§ OBJECTIVES
1: List the four program areas that Girl Scouts of Northeast Texas picked, according to the Girl Scouts STEM article.
2: Pick up the Girl Scouts STEM article after its final sentence and write the next part.

§ GIVEN PASSAGE
%%
TECHNOLOGY

Why Today’s Girl Scouts May Become Tomorrow’s Engineers And Scientists

By Melissa Repko
The Dallas Morning News

WWR Article Summary (tl;dr) Great Q&A with Jennifer Bartkowski, chief executive of Girl Scouts of Northeast Texas who is helping to close the gender gap. From a unique camp that focuses on stem fields to special girl scout programs which foster entrepreneurship, Bartkowski is teaching girls they have everything they need to succeed.

The Dallas Morning News

At a camp with open land, cabins and rustic buildings, the Girl Scouts hope to inspire the engineers, scientists and coders of tomorrow. Girl Scouts of Northeast Texas decided to transform Camp Whispering Cedars, an aging urban camp in southern Dallas, into a place where girls learn about physics when playing on rope swings and about chemistry when they experiment in indoor labs. They can meet women scientists and engineers. They can learn about nature from a lookout tower and along a walking trail.

The effort is led by Jennifer Bartkowski, chief executive of Girl Scouts of Northeast Texas. Its aim is ambitious but simple, she said: closing the gap between men and women who pursue careers in science, technology, engineering and math.

The STEM Center of Excellence opened this spring, but the campus is still under construction.

Bartkowski said she’s seen the way the programs change girls’ thinking. During one science program, fourth- and fifth-graders draw pictures of what a scientist looks like. At the program’s start, almost all of them draw male scientists, many Albert Einstein characters with crazy hair. But by the end, she said, many draw women — and portraits of themselves.

Bartkowski spoke at the newly opened center. Her answers have been edited for brevity and clarity.

Question: Tell me about the inspiration of the STEM Center. What caused you to build it?

A: We had been approached by a number of companies — Texas Instruments was one — that really were worried about the future pipeline of STEM professionals in this community and expressed concern that there was a crisis on our hands, that there weren’t enough women engineers to hire. We started to think about what do we do best, and what we do best is we open doors for girls in this community and we give girls opportunities that they don’t get anywhere else.

We picked four program areas that girls aren’t approaching on their own — STEM, financial literacy, healthy living and healthy relationships, and outdoor leadership.
%%
§ DATA ROWS
%%
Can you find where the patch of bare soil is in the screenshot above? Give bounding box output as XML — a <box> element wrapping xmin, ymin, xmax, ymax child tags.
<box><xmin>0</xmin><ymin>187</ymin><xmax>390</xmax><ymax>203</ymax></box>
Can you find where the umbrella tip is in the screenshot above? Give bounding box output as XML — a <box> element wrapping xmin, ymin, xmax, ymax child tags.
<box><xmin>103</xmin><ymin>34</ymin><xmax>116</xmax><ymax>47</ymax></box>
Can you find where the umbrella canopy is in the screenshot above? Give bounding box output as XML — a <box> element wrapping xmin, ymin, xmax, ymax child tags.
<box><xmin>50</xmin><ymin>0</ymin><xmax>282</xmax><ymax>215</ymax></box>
%%
%%
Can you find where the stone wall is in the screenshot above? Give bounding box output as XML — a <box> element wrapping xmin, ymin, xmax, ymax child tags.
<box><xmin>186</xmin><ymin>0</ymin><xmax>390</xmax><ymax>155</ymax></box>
%%
§ ANSWERS GIVEN
1:
- STEM
- financial literacy
- healthy living and healthy relationships
- outdoor leadership

2:
STEM, in particular, has taken off because we realize we have a relationship with girls K-12 and here’s an opportunity for us to do something really special and introduce them to career opportunities that they may not know about on their own.

Question: What are some of the challenges of getting girls interested in STEM careers?

A: It’s interesting. When you talk to a girl kindergarten to fifth grade, they all love science and math, so it’s absolutely something that happens to them as they head into middle school. A couple of things happen: One, it becomes not cool to be the smart one in the group. Secondly, research shows girls tend to not feel comfortable raising their hand in the classroom. Third is research shows when girls hit middle school, they back away from hard things. Science and math can be hard. And last, when girls look at career options, they want to change the world. That’s what motivates a girl. And they don’t always connect engineering, coding, computer science to changing the world.

Question: Why do you think it’s important to close the gap between men and women in STEM careers?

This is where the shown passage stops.